■ TEXT EXCERPT ■
__________

He then goes around the desk and proceeds to drag and beat her until two other male staff hold him back. It was a normal working day, and this incident happened within the duo’s workplace.

When most people think of harassment, sexual assault is the first thing that comes to mind. However, there are many other forms of harassment that could be perpetrated at work. 

Being able to recognise and know what to do is one method of curbing the vice. Remember that all forms of harassment, whether physical, sexual, psychological or verbal, are illegal.

What are the common forms of harassment?

Verbal harassment

Demeaning remarks, offensive gestures, and unreasonable criticism are some variations of verbal abuse. 

Lydia Mukami, 29, left her accounting job abruptly in 2017. 

“I had had enough, I could not take it anymore,” she says. Her supervisor would use demeaning and abusive names on her, calling her silly, stupid and short. Also, he had a habit of attacking her based on her nationality. She is Kenyan, but her employer was not.

When Lydia shared this with her colleagues, they dismissed it as mere personal conflict. They said that she needed to understand her boss’s personality and find ways of coping with his behaviour if she wanted to remain employed. 

Psychological harassment

This is similar to verbal harassment and cannot be proven physically. Perpetrators of psychological harassment undermine their victims by making comments that affect their dignity and crash their self-esteem. 

It is covert, and involves exclusionary tactics such as taking credit for work done by others, making unreasonable demands, imposing impractical deadlines, persistently opposing others’ ideas, or asking them to constantly perform tasks that are outside their job description. 

For instance, you may be employed as a data entry clerk but whenever your boss’ children are going back to school, you are called upon to accompany them for shopping or escort them to the bus stop.

__________

(Object position labeling listing)
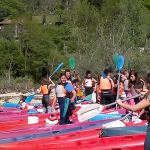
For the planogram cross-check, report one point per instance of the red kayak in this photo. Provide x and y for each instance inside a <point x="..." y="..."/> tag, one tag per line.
<point x="23" y="123"/>
<point x="81" y="140"/>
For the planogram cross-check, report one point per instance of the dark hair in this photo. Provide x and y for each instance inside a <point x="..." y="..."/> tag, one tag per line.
<point x="62" y="74"/>
<point x="148" y="78"/>
<point x="138" y="85"/>
<point x="133" y="72"/>
<point x="128" y="70"/>
<point x="45" y="81"/>
<point x="88" y="72"/>
<point x="67" y="70"/>
<point x="23" y="98"/>
<point x="106" y="71"/>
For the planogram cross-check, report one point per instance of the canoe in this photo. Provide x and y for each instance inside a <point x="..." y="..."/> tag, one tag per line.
<point x="106" y="116"/>
<point x="80" y="140"/>
<point x="123" y="131"/>
<point x="16" y="104"/>
<point x="23" y="122"/>
<point x="57" y="132"/>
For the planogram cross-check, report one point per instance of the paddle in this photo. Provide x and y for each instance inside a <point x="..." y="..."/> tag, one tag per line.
<point x="72" y="63"/>
<point x="120" y="65"/>
<point x="116" y="60"/>
<point x="93" y="110"/>
<point x="29" y="98"/>
<point x="103" y="74"/>
<point x="128" y="64"/>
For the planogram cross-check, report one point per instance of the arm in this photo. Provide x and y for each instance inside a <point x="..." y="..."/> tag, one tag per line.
<point x="83" y="83"/>
<point x="112" y="82"/>
<point x="78" y="78"/>
<point x="51" y="85"/>
<point x="141" y="113"/>
<point x="93" y="80"/>
<point x="39" y="90"/>
<point x="54" y="101"/>
<point x="74" y="96"/>
<point x="97" y="92"/>
<point x="142" y="104"/>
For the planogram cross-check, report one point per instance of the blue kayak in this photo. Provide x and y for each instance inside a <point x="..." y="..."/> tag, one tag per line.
<point x="106" y="116"/>
<point x="107" y="132"/>
<point x="56" y="132"/>
<point x="18" y="105"/>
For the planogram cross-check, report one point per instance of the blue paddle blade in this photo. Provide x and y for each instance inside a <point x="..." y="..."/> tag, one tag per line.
<point x="29" y="98"/>
<point x="120" y="62"/>
<point x="103" y="74"/>
<point x="58" y="67"/>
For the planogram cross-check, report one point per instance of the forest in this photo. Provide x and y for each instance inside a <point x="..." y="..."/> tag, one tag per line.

__________

■ WORK TO DO ■
[a] Could you restate the workplace harassment article word for word, beginning at the words "He then goes" and stopping after "perpetrated at work."?
[b] Which exclusionary tactics of psychological harassment does the workplace harassment article name?
[c] Can you extend the workplace harassment article, picking up after its final sentence?
Nothing in the listing is needed here.

■ RESULTS BY TASK ■
[a]
He then goes around the desk and proceeds to drag and beat her until two other male staff hold him back. It was a normal working day, and this incident happened within the duo’s workplace.

When most people think of harassment, sexual assault is the first thing that comes to mind. However, there are many other forms of harassment that could be perpetrated at work.

[b]
- Taking credit for work done by others
- Making unreasonable demands
- Imposing impractical deadlines
- Persistently opposing others' ideas
- Asking them to constantly perform tasks that are outside their job description

[c]
Digital harassment

This is a new form of harassment that is perpetrated online, and is just as detrimental as the other forms of harassment. In this case, the offender creates a pseudo account and uses it to bully others and make false allegations about them on various social media platforms. There have been multiple reports of individuals committing suicide as a result of cyber bullying.

Physical harassment

If a colleague routinely shoves or gives you a light kick that does not hurt, should you still consider this a harassment? Experts say that even when such incidents are not frequent or severe, you should not downplay them. As long as the touch or damage to your personal property was unwelcome, it counts as physical harassment.

Sexual harassment

This is the most common form of harassment in various work places globally. A survey recently released by ActionAid revealed widespread harassment of young women, with as many as three quarters (74 per cent) of Kenya’s young women reporting that they had faced sexual harassment. Further, according to a new study, young women aged between 14 and 21 are living in fear of unwanted sexual advances. But sexual harassment is not exclusive to women. Perpetrators can be male or female.

This type of harassment includes inappropriate jokes or touching, unwanted sexual advances, sharing pornography, sending distasteful messages or asking for sexual favours in exchange for a promotion or job security. While some explicitly harass their colleagues, others employ subtle methods such as mild banter, inoffensive comments which are riddled by sexual undertones or innocuous statements that castigate a particular gender or body type.

How should one deal with harassment at work? 

Report it

It is important to know that lack of physical evidence should not deter you from reporting or filing a complaint. In most organisations, the HR department is equipped to help employees in such situations. Before reporting the matter, you can approach the offender and ask them to desist from such behaviours. However, in the case of physical harassment, for your own safety, do not approach the perpetrator.

Thanks to technological advancement, you can now take screen shots or record calls then table them as evidence.

If you feel that your employer or the HR department has not handled your complaint satisfactorily, or when the perpetrator is your employer, you can report the case to the police for investigation.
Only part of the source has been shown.